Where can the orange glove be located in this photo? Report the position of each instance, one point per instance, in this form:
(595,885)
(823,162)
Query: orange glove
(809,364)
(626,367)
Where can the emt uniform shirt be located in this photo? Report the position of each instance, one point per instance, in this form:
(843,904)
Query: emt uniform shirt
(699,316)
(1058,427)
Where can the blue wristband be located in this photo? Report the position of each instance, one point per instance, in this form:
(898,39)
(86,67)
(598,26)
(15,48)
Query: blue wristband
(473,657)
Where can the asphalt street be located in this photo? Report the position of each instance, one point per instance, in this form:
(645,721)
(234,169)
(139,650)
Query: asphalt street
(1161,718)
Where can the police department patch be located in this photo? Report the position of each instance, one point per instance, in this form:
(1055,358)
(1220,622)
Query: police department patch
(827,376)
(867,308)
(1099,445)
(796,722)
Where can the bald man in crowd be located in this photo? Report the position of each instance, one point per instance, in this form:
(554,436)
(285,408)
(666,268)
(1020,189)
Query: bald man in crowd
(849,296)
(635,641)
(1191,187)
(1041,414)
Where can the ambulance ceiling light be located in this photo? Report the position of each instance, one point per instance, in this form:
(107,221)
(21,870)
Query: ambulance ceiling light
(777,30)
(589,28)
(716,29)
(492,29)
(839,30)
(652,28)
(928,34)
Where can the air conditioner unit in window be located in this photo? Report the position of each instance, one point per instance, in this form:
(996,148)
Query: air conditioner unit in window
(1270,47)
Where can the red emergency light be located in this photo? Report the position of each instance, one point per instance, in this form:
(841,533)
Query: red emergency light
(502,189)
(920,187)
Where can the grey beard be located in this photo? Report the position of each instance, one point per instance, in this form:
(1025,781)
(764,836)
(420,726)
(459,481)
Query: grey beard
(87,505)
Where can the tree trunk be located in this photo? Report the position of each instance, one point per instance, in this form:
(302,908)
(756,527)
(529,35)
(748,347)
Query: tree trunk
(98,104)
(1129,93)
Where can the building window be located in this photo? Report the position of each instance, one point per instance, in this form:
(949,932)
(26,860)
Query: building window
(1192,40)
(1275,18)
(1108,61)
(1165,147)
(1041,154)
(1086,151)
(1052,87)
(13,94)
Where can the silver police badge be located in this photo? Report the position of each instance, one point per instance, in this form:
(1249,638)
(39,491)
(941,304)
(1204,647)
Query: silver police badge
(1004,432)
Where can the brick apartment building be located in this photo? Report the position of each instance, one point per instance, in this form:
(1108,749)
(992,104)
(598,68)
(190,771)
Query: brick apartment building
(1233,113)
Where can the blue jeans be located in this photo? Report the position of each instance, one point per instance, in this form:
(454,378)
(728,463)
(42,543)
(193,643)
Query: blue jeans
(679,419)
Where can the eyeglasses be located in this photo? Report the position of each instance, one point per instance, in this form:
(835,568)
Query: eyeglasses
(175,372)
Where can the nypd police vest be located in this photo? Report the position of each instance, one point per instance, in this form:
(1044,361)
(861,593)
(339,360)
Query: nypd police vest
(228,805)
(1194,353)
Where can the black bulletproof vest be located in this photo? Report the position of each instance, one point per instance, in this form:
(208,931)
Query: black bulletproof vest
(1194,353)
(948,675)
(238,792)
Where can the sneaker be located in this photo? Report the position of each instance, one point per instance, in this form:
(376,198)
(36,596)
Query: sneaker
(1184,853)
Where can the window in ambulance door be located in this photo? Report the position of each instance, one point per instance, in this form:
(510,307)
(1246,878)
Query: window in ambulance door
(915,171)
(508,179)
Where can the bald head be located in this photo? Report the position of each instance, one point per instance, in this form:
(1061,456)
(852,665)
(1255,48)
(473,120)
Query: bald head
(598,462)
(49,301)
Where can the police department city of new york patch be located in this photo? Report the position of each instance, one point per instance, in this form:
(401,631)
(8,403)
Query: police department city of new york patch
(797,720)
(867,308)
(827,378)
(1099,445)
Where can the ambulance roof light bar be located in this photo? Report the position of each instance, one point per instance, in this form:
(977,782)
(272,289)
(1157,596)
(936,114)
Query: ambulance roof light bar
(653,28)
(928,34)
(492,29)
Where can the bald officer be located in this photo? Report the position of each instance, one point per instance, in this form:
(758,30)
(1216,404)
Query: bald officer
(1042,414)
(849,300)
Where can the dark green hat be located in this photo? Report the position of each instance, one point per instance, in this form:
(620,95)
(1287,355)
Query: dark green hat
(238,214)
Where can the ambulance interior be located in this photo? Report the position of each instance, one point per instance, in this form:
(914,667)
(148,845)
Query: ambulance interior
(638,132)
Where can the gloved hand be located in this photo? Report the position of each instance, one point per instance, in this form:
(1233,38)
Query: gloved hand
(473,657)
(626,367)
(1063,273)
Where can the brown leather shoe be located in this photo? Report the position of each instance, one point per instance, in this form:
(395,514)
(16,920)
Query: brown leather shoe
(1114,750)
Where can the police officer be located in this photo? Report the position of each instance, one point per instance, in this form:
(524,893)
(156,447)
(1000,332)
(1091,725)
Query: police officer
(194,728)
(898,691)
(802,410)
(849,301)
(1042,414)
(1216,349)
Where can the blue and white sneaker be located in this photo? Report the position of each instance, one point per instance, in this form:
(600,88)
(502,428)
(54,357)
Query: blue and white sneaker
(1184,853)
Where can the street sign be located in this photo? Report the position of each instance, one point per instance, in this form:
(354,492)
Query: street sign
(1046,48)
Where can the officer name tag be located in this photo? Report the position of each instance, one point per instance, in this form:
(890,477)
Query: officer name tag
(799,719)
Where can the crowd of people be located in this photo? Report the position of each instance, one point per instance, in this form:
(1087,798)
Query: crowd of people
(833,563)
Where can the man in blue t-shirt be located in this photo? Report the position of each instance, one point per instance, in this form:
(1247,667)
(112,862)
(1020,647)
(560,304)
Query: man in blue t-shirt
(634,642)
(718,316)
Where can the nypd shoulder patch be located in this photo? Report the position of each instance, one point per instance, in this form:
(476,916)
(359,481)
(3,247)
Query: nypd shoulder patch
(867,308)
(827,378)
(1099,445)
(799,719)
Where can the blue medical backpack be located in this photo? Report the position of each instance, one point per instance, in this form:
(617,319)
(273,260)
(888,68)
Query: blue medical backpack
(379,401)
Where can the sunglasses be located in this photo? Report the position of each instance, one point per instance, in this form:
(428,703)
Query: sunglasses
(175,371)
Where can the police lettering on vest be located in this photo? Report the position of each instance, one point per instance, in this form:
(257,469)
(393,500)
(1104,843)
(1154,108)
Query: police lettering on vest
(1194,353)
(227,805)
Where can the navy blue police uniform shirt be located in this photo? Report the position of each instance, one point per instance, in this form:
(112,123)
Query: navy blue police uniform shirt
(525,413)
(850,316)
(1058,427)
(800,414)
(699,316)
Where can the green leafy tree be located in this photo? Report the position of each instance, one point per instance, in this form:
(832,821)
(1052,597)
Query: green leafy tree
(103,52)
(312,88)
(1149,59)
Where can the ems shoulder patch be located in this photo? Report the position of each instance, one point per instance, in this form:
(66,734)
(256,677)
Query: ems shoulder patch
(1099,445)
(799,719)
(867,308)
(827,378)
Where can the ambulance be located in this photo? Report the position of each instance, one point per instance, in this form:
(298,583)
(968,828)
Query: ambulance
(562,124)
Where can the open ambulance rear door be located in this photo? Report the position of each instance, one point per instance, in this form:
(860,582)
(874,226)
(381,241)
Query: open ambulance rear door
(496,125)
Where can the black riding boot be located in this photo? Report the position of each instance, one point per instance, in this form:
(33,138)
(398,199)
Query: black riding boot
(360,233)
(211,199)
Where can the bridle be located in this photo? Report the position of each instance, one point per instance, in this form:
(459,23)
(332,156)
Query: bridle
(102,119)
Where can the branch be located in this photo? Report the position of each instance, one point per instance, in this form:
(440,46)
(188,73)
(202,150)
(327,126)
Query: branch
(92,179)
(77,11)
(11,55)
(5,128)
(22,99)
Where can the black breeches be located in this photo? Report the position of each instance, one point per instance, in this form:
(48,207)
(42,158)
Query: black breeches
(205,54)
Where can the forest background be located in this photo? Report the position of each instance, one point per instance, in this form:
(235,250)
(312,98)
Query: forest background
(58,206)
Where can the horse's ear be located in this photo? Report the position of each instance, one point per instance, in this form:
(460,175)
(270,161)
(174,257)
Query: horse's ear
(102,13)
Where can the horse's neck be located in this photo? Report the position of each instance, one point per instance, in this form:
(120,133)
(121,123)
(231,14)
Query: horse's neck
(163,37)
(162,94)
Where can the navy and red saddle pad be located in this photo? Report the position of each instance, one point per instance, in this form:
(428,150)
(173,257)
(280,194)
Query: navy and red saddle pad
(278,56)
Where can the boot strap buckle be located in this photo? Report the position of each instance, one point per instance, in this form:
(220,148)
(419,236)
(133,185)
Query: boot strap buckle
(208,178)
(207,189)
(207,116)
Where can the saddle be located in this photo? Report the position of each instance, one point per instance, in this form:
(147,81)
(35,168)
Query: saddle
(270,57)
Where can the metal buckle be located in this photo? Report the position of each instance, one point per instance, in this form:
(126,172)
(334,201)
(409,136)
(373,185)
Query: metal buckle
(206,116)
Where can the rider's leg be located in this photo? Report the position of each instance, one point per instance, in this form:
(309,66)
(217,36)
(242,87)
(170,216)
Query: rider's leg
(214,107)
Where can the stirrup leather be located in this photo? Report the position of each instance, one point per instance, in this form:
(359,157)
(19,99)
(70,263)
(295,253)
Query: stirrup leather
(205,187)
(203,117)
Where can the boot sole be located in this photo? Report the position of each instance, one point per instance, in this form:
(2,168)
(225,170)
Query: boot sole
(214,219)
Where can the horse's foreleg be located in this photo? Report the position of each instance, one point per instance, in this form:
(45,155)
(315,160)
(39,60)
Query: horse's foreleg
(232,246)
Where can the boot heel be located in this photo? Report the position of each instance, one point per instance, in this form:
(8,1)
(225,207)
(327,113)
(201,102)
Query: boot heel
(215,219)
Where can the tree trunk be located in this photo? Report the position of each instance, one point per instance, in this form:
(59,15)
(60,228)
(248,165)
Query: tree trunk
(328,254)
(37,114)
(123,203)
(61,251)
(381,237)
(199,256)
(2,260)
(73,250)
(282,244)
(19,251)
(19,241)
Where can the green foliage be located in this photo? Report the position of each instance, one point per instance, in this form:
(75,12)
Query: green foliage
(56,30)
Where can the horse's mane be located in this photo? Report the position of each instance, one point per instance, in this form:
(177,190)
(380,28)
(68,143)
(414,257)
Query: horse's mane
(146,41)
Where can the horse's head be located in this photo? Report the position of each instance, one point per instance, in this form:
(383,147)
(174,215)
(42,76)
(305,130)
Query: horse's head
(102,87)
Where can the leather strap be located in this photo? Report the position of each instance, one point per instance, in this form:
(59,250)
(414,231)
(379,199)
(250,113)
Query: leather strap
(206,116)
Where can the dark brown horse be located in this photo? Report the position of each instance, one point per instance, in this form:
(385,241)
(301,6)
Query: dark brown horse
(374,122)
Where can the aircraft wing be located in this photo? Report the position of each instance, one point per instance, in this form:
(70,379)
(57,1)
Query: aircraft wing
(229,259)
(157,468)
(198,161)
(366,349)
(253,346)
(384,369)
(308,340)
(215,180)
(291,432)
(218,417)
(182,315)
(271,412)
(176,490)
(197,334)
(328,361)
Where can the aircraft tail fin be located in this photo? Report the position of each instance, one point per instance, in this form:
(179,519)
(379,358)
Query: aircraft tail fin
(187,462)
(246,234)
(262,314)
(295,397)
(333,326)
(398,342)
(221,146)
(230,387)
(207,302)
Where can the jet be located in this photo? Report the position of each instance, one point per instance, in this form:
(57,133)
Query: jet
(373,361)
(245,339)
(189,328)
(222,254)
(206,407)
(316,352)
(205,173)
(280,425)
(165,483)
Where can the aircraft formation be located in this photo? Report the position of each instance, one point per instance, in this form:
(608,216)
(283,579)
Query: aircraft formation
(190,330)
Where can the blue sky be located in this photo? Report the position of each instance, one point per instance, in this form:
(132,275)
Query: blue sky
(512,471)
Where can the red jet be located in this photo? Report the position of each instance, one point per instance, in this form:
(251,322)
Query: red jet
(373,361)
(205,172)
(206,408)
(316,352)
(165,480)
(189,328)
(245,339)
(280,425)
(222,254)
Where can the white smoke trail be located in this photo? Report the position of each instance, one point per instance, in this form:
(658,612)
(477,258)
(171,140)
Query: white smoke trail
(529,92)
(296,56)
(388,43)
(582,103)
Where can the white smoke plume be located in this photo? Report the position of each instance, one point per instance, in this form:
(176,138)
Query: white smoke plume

· · · · · · ·

#### HOW TO COMPLETE THIS TASK
Look through the material and copy each line that has "plume".

#### EXERCISE ANSWER
Where can the white smoke plume be located in this photo? Report the position of each instance, one point per instance, in this form:
Query: white smoke plume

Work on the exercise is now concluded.